### What is required
Could you give back the records exactly, taking out the pictures?

### The data
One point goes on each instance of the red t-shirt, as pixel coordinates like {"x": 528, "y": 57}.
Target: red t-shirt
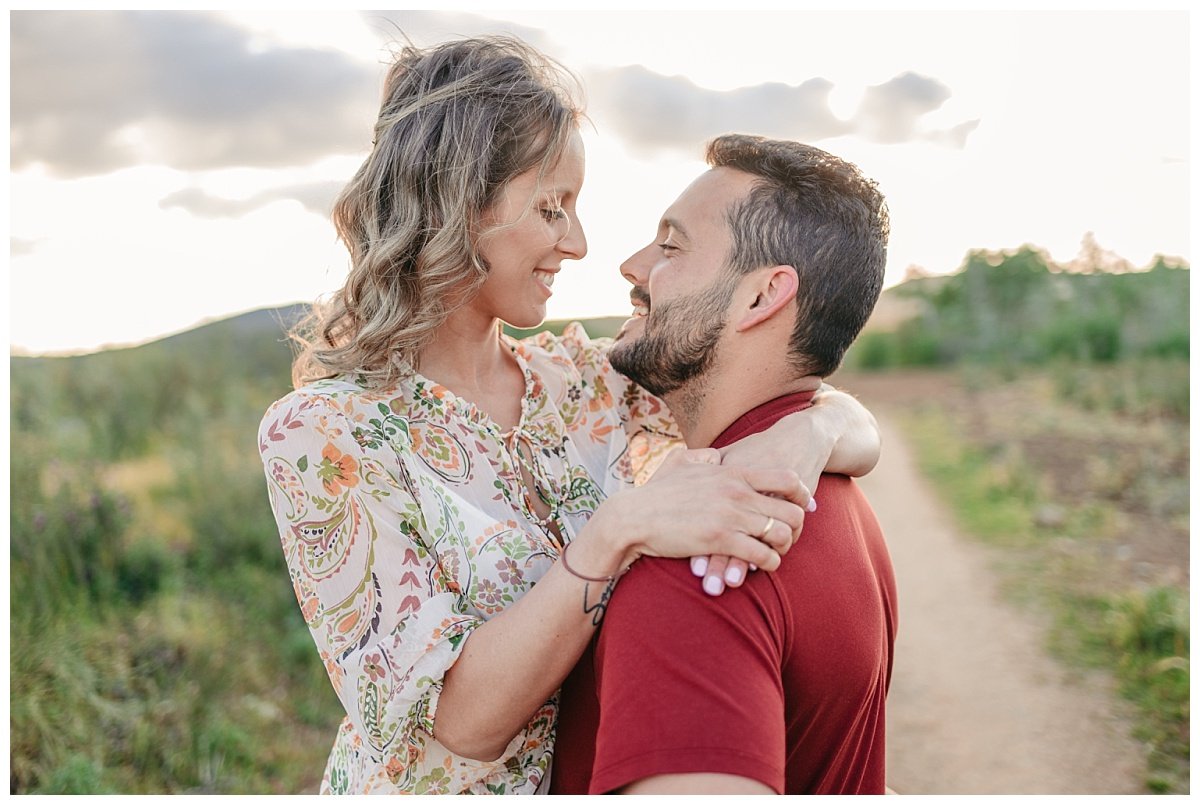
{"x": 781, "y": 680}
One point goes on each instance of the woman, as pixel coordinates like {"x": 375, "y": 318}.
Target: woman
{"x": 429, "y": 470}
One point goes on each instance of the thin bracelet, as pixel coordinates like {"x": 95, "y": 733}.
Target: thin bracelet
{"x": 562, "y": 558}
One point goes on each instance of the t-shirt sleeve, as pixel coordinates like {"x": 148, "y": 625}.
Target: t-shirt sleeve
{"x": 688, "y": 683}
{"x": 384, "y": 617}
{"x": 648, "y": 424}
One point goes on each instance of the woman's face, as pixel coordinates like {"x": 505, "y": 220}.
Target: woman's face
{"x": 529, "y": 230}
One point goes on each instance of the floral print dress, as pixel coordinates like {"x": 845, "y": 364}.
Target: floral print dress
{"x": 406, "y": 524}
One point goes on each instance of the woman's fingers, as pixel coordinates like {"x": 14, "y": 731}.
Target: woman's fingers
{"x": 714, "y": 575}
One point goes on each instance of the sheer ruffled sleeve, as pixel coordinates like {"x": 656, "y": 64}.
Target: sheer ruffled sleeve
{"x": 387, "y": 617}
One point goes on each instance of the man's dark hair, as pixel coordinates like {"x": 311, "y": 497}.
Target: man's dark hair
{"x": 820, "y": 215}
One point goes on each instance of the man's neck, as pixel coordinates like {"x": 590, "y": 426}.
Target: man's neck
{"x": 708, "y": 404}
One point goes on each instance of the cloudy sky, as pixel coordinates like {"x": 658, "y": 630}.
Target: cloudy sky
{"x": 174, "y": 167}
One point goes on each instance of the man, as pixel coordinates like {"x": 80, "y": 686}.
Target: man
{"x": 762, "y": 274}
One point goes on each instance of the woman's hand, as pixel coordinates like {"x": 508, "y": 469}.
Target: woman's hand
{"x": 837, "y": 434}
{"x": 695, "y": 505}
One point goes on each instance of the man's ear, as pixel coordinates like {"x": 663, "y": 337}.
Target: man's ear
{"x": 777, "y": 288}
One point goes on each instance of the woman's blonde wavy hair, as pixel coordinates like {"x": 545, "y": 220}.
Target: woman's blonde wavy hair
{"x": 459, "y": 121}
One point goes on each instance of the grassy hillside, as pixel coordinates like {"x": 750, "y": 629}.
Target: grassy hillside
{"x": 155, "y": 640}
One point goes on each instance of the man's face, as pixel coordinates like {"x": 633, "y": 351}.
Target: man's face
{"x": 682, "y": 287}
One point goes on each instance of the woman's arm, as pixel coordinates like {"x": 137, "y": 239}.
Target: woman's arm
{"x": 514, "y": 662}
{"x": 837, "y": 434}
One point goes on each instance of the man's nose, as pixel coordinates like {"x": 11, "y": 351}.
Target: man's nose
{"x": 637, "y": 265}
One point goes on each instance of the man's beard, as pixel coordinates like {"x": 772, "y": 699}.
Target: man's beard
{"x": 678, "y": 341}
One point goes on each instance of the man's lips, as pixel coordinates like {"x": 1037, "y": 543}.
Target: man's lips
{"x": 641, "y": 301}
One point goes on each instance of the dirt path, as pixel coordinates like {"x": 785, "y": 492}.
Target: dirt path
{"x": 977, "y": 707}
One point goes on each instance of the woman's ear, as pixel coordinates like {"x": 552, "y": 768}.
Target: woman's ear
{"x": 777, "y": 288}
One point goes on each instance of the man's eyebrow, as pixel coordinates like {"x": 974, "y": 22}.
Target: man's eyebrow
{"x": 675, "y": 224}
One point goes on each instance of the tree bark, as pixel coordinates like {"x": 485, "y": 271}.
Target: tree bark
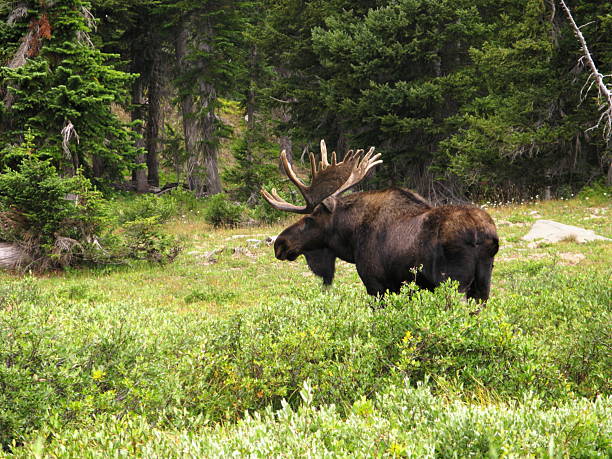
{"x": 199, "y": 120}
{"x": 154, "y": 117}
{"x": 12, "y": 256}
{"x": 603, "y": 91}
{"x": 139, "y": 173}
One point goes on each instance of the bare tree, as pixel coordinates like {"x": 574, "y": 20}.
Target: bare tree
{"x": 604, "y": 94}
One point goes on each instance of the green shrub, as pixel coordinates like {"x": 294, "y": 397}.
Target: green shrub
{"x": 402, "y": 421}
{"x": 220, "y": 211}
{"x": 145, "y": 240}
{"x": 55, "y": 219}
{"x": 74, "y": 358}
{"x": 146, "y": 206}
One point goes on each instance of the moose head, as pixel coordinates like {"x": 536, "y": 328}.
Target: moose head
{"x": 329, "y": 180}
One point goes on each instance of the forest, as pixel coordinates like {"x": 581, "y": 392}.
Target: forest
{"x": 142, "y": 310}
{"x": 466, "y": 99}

### Task answer
One point goes on each instance of the red t-shirt, as pixel coordinates like {"x": 528, "y": 57}.
Target: red t-shirt
{"x": 781, "y": 680}
One point goes on each instance of the woman, as pixel coordinates like {"x": 375, "y": 318}.
Target: woman
{"x": 429, "y": 470}
One point goes on each instance of the thin bracelet, as pixel coordinates like {"x": 95, "y": 733}.
Target: thin bracelet
{"x": 562, "y": 558}
One point goes on each instance of the t-shirt sleeve, as pixel coordinates like {"x": 148, "y": 625}.
Target: t-shirt sleeve
{"x": 688, "y": 683}
{"x": 384, "y": 617}
{"x": 648, "y": 424}
One point goes on each instance of the woman's face, as pixel coordinates like {"x": 505, "y": 220}.
Target: woman's face
{"x": 529, "y": 230}
One point goes on each instance of the floral print dress, as pixel coordinates like {"x": 845, "y": 364}.
Target: floral print dress
{"x": 406, "y": 524}
One point goes on each instance of the woman's fingers, as pixel coordinates like {"x": 14, "y": 731}.
Target: woman's fingers
{"x": 714, "y": 575}
One point goes on each instance of the sheer ruffled sleeve, as pixel coordinates like {"x": 656, "y": 64}.
Target: sheer ruffled sleeve
{"x": 387, "y": 617}
One point goes on each instance of the man's dark hair, as pixel coordinates like {"x": 311, "y": 497}.
Target: man's dark hair
{"x": 820, "y": 215}
One point goes on each instance of the man's neck, as pixel coordinates like {"x": 590, "y": 426}.
Target: man's neck
{"x": 708, "y": 404}
One point goes on each instance of the cloudy sky, as pixel coordinates like {"x": 658, "y": 630}.
Target: cloudy sky
{"x": 174, "y": 167}
One point goes on each instance of the man, as pixel coordinates like {"x": 80, "y": 686}.
Target: man
{"x": 762, "y": 274}
One point goes on each instance of the woman's hand, as pixel coordinates like {"x": 508, "y": 469}.
Target: woman's hand
{"x": 837, "y": 434}
{"x": 695, "y": 505}
One point goes on each instance of the man's ear, as pixel coordinates like {"x": 663, "y": 337}.
Target: man's ear
{"x": 777, "y": 288}
One point goes on each instance of the woman's blonde wavy hair, as pixel coordinates like {"x": 545, "y": 220}.
Target: woman's blonde wavy hair
{"x": 459, "y": 121}
One point goes on each instance of the grassy hillside, as pixel coordinates like {"x": 750, "y": 629}.
Target: grassy hillside
{"x": 155, "y": 640}
One point goes on each instance of the man's face, as pixel coordinates like {"x": 633, "y": 351}.
Target: man's face
{"x": 682, "y": 287}
One point goes on each instance of the woman's arm, as pixel coordinates like {"x": 137, "y": 239}.
Target: woman's arm
{"x": 514, "y": 662}
{"x": 837, "y": 434}
One point goes on each instance of the man's nose, as pixel coordinates like {"x": 11, "y": 351}.
Target: man's nose
{"x": 637, "y": 265}
One point goes on each instance of the man's beard, as pixel coordinates like {"x": 772, "y": 699}.
Target: man's beard
{"x": 678, "y": 341}
One point goes on each instance of the man's lips, as pixel coordinates like {"x": 1037, "y": 543}.
Target: man's lips
{"x": 641, "y": 301}
One point goes on each instance of the dirt path, as pixel coordinates like {"x": 785, "y": 492}.
Target: dirt path
{"x": 977, "y": 707}
One point goes on each instance of the woman's ear, as pixel coordinates like {"x": 552, "y": 768}.
Target: woman's ear
{"x": 777, "y": 288}
One point goes on each instance of the man's eyebrow, as pixel coordinates like {"x": 974, "y": 22}.
Target: man's eyebrow
{"x": 675, "y": 224}
One point goes on each instance of the tree bark, as pixel coordinates like {"x": 485, "y": 271}.
Target: tree bark
{"x": 199, "y": 120}
{"x": 154, "y": 117}
{"x": 12, "y": 256}
{"x": 603, "y": 91}
{"x": 139, "y": 173}
One point goes on each instance of the bare tree, as pixel coordinates like {"x": 574, "y": 20}.
Target: bare tree
{"x": 604, "y": 94}
One point goes on each instance of the green shrub, as pixel coordinates like {"x": 294, "y": 397}.
Target: green shrub
{"x": 402, "y": 421}
{"x": 220, "y": 211}
{"x": 145, "y": 240}
{"x": 55, "y": 219}
{"x": 74, "y": 358}
{"x": 146, "y": 206}
One point goes on each instance of the moose head, as pixel coordinates like {"x": 536, "y": 328}.
Target: moose head
{"x": 329, "y": 180}
One point goes on each instance of the forest, as pixel coordinates like {"x": 581, "y": 392}.
Target: forest
{"x": 142, "y": 310}
{"x": 466, "y": 99}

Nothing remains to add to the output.